* _PASSAGE PROVIDED_:
[Start of Attachment]

Now if you have an airplane that sells for millions of dollars a copy, you can amortize the cost of certification testing, and get some whiz bang stuff, but they are still putting seatbelts in them that would have fit right into a 1960’s sedan, style-wise. Nobody wants to invest the certification money in what would be purely cosmetic changes.
Several reasonably big advances have happened with big aircraft:
High bypass ratio engines. Old jets burned most of the air, and had very high velocity, hot exhaust. Newer ones have big fans, and most of the air is not burned. They have much more, lower velocity, cooler exhaust. This is far more efficient. Some ultrahigh bypass engines have been developed that have scimitar shaped propellers. There are some practical problems with these, but there is also a consumer resistance…“jet set” is perhaps an obsolete term, but the air travelling public really prefers not to see propellers on the airplane they are boarding.

[End of Attachment]

* _LISTED ENTRIES_:
[Start of Attachment]

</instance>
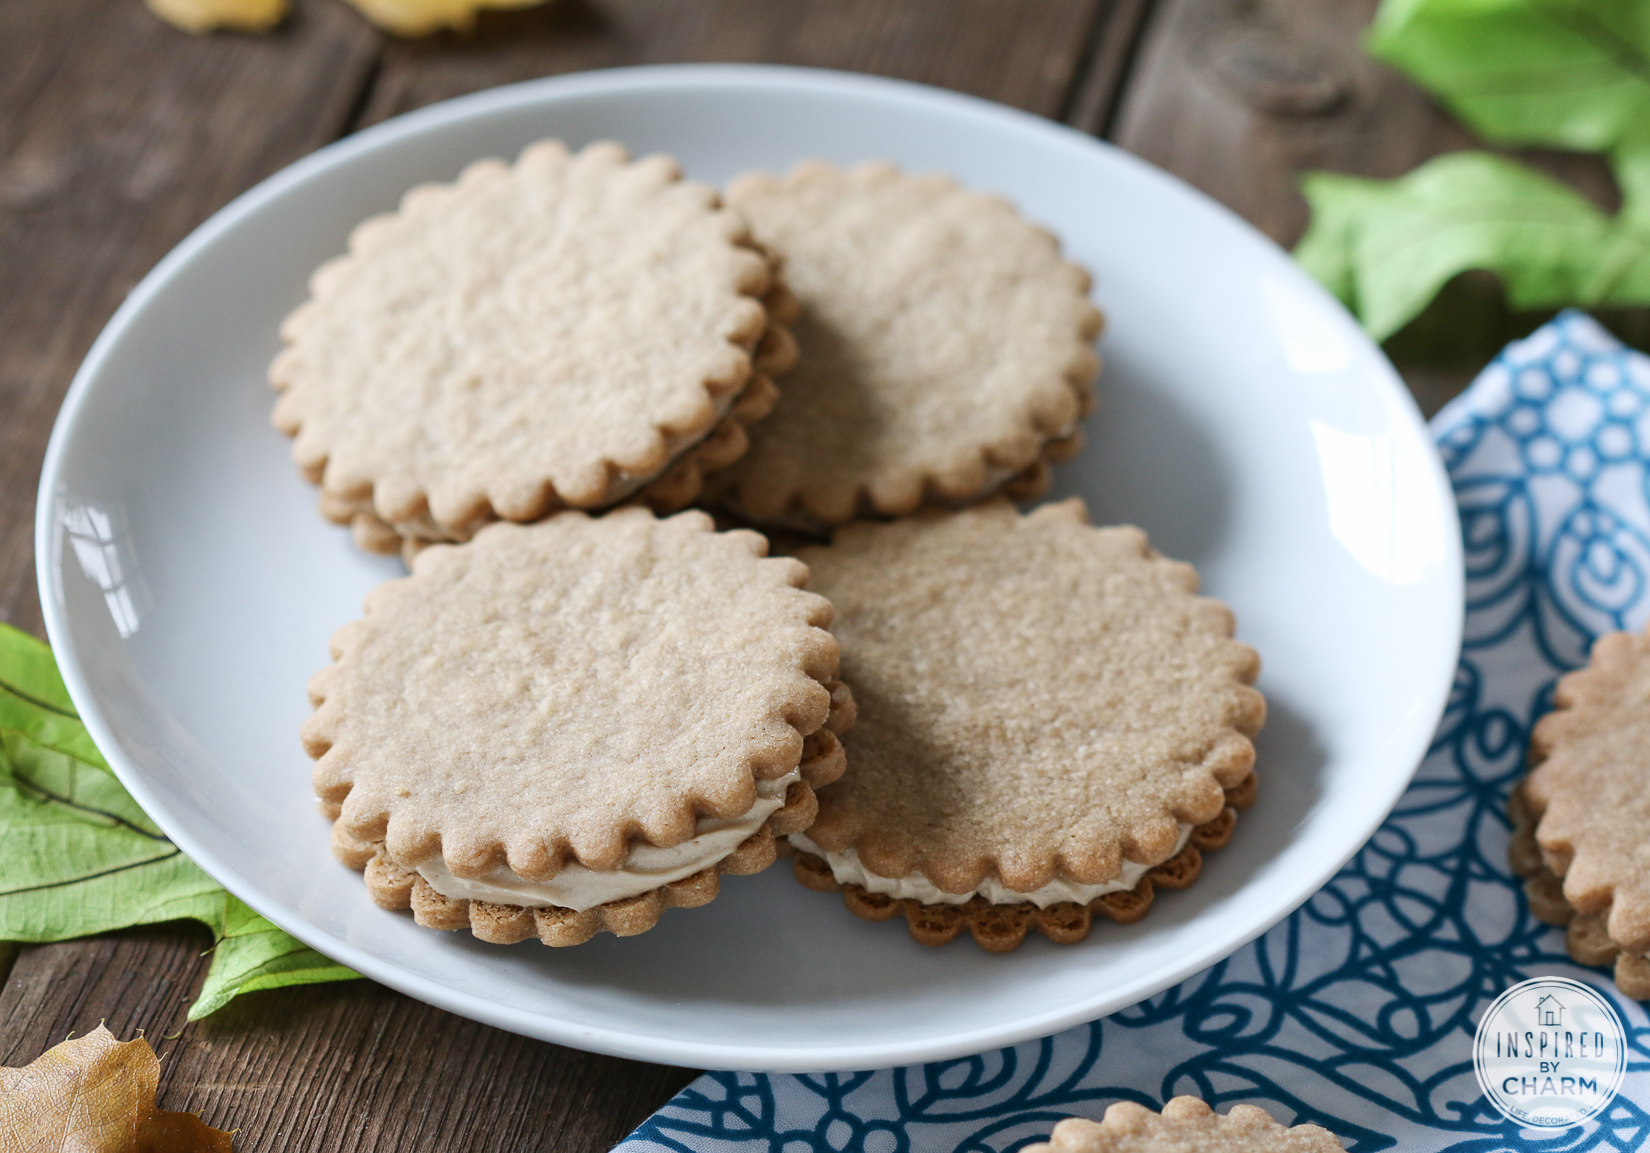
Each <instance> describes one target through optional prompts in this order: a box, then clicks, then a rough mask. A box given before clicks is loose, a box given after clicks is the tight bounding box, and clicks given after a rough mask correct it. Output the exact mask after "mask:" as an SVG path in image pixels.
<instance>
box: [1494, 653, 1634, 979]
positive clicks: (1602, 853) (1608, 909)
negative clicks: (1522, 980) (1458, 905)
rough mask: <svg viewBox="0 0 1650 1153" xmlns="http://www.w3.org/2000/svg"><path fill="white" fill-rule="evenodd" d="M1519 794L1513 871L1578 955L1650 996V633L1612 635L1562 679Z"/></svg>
mask: <svg viewBox="0 0 1650 1153" xmlns="http://www.w3.org/2000/svg"><path fill="white" fill-rule="evenodd" d="M1553 704H1554V711H1553V713H1548V714H1546V716H1544V718H1541V721H1539V724H1536V727H1534V732H1531V736H1530V764H1531V765H1533V767H1531V770H1530V775H1528V777H1526V779H1525V780H1523V784H1521V785H1520V787H1518V788H1516V790H1515V792H1513V798H1511V805H1510V812H1511V817H1513V843H1511V846H1510V851H1508V856H1510V859H1511V866H1513V871H1515V873H1518V874H1520V876H1523V878H1526V881H1525V892H1526V894H1528V896H1530V911H1531V912H1533V914H1534V915H1536V917H1539V919H1541V920H1546V922H1549V924H1559V925H1569V932H1567V934H1566V944H1567V947H1569V955H1571V957H1572V958H1574V960H1577V962H1581V963H1582V965H1610V963H1614V965H1615V986H1617V988H1619V990H1620V991H1622V993H1624V995H1627V996H1632V998H1635V1000H1640V1001H1643V1000H1650V957H1647V953H1650V635H1633V633H1607V635H1604V637H1599V640H1597V642H1596V643H1594V647H1592V657H1591V658H1589V663H1587V668H1581V670H1576V671H1574V673H1567V675H1566V676H1563V678H1559V681H1558V688H1556V689H1554V693H1553Z"/></svg>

[End of Attachment]

Condense the passage on aircraft certification and engine design into three sentences.

* _OUTPUT BELOW_: Airplanes that sell for millions of dollars can amortize certification testing, yet they still carry seatbelts styled like a 1960s sedan's because nobody wants to spend certification money on purely cosmetic changes. One reasonably big advance in large aircraft is the high bypass ratio engine, whose big fan leaves most of the air unburned and produces more, lower-velocity, cooler exhaust, making it far more efficient than older jets with hot, high-velocity exhaust. Ultrahigh bypass engines with scimitar-shaped propellers have also been developed, but they face practical problems and resistance from air travelers who prefer not to see propellers on the airplane they board.